TASK DESCRIPTION
What is needed here is a verbatim copy of the records that follow.

INPUT RECORDS
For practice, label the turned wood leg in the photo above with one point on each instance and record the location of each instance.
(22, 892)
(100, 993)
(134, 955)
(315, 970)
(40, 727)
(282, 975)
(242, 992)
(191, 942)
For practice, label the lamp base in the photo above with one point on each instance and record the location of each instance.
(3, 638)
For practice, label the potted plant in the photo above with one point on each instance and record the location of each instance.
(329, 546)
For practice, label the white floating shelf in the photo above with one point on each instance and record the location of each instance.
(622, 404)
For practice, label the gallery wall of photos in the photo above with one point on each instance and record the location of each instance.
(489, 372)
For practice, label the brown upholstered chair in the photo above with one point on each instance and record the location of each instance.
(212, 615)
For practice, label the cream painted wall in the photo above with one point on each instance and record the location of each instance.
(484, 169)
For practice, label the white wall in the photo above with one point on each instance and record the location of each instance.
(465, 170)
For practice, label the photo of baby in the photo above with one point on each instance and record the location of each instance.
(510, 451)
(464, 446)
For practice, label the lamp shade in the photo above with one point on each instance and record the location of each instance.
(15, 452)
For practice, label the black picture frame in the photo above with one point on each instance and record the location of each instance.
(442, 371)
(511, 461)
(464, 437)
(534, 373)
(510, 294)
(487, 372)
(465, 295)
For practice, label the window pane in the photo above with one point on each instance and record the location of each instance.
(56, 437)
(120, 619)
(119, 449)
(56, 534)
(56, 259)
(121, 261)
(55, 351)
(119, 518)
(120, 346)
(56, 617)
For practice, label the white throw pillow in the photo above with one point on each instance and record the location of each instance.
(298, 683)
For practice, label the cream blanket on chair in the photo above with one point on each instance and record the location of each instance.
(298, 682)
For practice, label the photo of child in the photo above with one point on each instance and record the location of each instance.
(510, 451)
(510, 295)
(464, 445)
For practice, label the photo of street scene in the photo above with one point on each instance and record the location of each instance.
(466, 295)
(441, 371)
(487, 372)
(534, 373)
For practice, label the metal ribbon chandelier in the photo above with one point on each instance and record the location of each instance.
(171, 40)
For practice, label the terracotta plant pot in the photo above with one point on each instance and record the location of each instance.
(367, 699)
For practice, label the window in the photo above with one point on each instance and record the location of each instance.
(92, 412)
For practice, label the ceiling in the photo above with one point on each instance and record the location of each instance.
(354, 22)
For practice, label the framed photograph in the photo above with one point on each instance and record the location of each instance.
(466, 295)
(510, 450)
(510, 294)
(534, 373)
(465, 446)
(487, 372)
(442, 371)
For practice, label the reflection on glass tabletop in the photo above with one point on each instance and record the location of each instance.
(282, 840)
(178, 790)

RESULT OF THIS EXERCISE
For practice, label the turned wood leg in the photo above with one point on each instance and record the location of each instance.
(22, 892)
(100, 993)
(134, 955)
(315, 970)
(40, 727)
(282, 975)
(242, 992)
(191, 942)
For practice, label the lamp base in the photo above with one point on each instance and record the location of each instance.
(3, 638)
For practice, label the potted plant in the photo above with one point on each instance and record the location of each instance.
(329, 546)
For practice, label the white floating shelf in the photo above with one point on each instance and record the location of each instance.
(622, 404)
For practice, label the gallery wall of photos in the photo above with one point on each instance and record the location of each instance.
(489, 372)
For practice, label the brown upholstered chair in the photo above with one point on each instance and record the location of each instance.
(212, 615)
For practice, label the cream painted wall in the photo above with one point on each instance and record the location of each instance.
(484, 169)
For practice, label the white wall in the photo above with one point on each instance and record the location of each instance.
(465, 170)
For practice, label the photo of baby in the photo above with one point on each instance and record the location of each instance.
(510, 451)
(464, 446)
For practice, label the lamp shade in the photo above with one point on each instance and record the location of each instance.
(15, 452)
For practice, label the black picture frame in the photo above with one point on each instance and record the location of each instance.
(442, 371)
(511, 461)
(464, 437)
(534, 373)
(510, 294)
(487, 372)
(465, 295)
For practice, label the window pane in the photo above with one point on each instance and record the location of each instance.
(56, 437)
(120, 619)
(119, 449)
(56, 534)
(56, 259)
(121, 261)
(55, 351)
(119, 518)
(120, 346)
(56, 617)
For practice, label the white throw pillow in the photo above with one point on each instance and record the location of each instance.
(298, 683)
For practice, label the cream blanket on chair in the photo above with one point on each instance and record the location of each instance.
(298, 682)
For practice, label the photo of child in the photo above with one point on each instance and record the location of each instance.
(510, 451)
(510, 295)
(464, 445)
For practice, label the photo of street scene in the photo above with one point on each instance and record the location of each instance.
(466, 295)
(441, 371)
(487, 372)
(534, 373)
For practice, label the metal ribbon chandelier in the photo above with one point on each instance and record the location of each instance.
(171, 40)
For practice, label the terracotta plant pot in the photo above with one point on each instance and record the location of each instance.
(367, 699)
For practice, label the window in the photo above with one point on each instance and record the location of each instance.
(92, 412)
For practice, label the ceiling in the photo above with one point on each instance and record the location of each instance.
(354, 22)
For practice, label the framed photograph in the photo above with one point on each instance and record the location of each instance.
(466, 295)
(510, 450)
(510, 294)
(534, 373)
(465, 446)
(487, 372)
(442, 371)
For practice, label the reflection on glass tabletop in the photo above with one point on each instance and record the location of each instance.
(282, 840)
(178, 790)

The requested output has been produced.